Data for the task:
-*-
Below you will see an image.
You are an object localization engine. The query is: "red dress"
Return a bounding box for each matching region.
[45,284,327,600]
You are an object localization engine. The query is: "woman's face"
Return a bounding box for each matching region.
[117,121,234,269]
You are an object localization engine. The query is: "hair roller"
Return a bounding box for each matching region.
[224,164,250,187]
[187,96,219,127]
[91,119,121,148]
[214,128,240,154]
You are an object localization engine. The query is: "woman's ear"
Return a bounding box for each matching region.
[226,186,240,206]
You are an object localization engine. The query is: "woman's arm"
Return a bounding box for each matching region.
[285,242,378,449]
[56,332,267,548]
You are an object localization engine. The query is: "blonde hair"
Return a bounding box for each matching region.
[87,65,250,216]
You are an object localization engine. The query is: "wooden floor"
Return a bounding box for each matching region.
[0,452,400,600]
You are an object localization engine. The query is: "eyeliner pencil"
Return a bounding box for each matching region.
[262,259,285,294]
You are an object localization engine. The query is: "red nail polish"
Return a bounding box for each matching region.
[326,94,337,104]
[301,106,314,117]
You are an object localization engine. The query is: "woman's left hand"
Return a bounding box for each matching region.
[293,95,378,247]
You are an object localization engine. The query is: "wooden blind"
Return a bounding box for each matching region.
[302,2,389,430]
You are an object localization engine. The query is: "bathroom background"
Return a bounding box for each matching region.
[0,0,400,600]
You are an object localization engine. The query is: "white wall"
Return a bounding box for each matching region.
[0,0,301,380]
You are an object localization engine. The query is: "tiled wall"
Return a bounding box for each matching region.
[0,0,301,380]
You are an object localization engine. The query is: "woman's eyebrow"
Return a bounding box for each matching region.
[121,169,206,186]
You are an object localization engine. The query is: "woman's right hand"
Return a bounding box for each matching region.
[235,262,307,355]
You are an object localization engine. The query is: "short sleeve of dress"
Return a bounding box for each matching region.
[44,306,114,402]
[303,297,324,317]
-*-
Work to complete: Express every line of the data above as a JSON array of strings, with one string per line and any blank lines omitted.

Answer below:
[
  "Below you will see an image.",
  "You are an object localization engine. The query is: \"red dress\"",
  "Return a bounding box for each matching region.",
  "[45,284,327,600]",
  "You are an object localization engine. The query is: \"woman's face\"",
  "Return a bounding box for each matching region.",
  "[117,121,234,269]",
  "You are an object localization engine. The query is: \"hair roller\"",
  "Return a bounding box for each matching region.",
  "[224,164,250,187]",
  "[187,96,219,127]",
  "[91,119,121,148]",
  "[214,128,240,154]",
  "You are an object localization engine. The query is: \"woman's ear\"",
  "Return a bounding box for each matching region.",
  "[226,186,240,206]",
  "You are an object localization engine. The query is: \"woman's arm\"",
  "Return a bounding box for each matching region.",
  "[285,242,378,449]",
  "[56,332,267,548]",
  "You are an object localization engine. The query is: \"blonde hair\"",
  "Return a bounding box for each matching region.",
  "[87,65,250,216]",
  "You are an object localization engine. The query is: \"wooden floor\"",
  "Return a bounding box for each matching region.",
  "[0,452,400,600]",
  "You are an object localization engine. The query is: \"eyeliner pencil\"",
  "Return a bounding box for each matching region.",
  "[262,259,285,294]",
  "You are an object localization engine. The query is: \"red nail polish\"",
  "Return a bounding box for each matching region.",
  "[326,94,337,104]",
  "[301,106,314,117]",
  "You are an object localization engine. The query is: \"woman's left hand\"",
  "Return a bounding box for each matching region.",
  "[293,95,378,247]",
  "You are an object localization engine. The query is: \"wooden blind\"",
  "Return a bounding box for each matching region.",
  "[302,2,389,430]",
  "You are an object localization engine. The query is: \"bathroom background\"",
  "Return a bounding box for each matching region.",
  "[0,0,400,600]",
  "You are an object localization engine. The query is: \"white wall\"",
  "Return a bounding box for each matching region.",
  "[0,0,301,380]",
  "You are an object localization engine. The query is: \"tiled wall\"",
  "Return a bounding box for each matching region.",
  "[0,0,301,380]",
  "You are an object localization engine. The query is: \"woman's eyebrow\"",
  "Return a bounding box for each matching region.",
  "[121,169,206,186]",
  "You are an object localization engine. The query is: \"woman's right hand\"",
  "Return a bounding box for each matching region.",
  "[235,262,307,355]",
  "You are an object localization engine. The query is: \"short sleeve of dress\"",
  "Return a bounding box for each matching region.",
  "[44,306,114,402]",
  "[303,297,324,317]"
]